=== AIM ===
Locate the line that contains "form: point(384, 165).". Reproduce it and all following lines up to the end of the material, exactly and with nothing added.
+-------+
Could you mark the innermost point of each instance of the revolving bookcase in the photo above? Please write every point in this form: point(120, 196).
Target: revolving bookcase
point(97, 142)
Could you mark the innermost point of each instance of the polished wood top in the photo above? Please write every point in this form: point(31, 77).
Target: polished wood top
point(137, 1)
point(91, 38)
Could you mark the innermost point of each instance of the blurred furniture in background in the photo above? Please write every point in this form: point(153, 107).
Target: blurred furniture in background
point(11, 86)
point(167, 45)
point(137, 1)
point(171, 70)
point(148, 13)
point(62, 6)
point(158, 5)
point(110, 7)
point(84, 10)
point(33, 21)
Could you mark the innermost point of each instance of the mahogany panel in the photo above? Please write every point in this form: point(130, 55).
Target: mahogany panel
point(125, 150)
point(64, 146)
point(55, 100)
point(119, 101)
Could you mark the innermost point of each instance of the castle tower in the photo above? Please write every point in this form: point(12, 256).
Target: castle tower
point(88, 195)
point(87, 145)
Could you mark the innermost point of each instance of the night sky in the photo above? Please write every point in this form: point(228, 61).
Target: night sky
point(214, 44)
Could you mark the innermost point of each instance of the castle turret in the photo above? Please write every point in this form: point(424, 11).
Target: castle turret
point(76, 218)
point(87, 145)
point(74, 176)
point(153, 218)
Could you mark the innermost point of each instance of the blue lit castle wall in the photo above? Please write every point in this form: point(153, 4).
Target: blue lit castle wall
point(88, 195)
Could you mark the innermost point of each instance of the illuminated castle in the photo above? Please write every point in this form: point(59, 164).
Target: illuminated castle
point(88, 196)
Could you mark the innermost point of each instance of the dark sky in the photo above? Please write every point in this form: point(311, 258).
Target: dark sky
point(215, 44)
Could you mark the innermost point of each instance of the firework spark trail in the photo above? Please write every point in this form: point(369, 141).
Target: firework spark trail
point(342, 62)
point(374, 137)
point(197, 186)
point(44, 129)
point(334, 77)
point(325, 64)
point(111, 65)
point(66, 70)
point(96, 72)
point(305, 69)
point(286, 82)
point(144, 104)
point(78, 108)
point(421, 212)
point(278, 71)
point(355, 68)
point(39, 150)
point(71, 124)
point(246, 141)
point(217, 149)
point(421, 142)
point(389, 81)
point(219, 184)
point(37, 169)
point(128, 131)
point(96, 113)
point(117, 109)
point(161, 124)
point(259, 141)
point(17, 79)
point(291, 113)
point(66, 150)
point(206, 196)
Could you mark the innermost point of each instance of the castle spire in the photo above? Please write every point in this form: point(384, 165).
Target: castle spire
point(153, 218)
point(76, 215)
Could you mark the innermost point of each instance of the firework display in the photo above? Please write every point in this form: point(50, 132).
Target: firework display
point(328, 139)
+-------+
=== FINAL ANSWER ===
Could you mark the innermost point of each instance of the castle spire in the photo above? Please write every point in this form: point(384, 165).
Target: castle spire
point(153, 218)
point(76, 215)
Could you mark the innermost point of each instance of the firework display in the photo above? Please write every point in this form: point(50, 132).
Target: firework display
point(328, 139)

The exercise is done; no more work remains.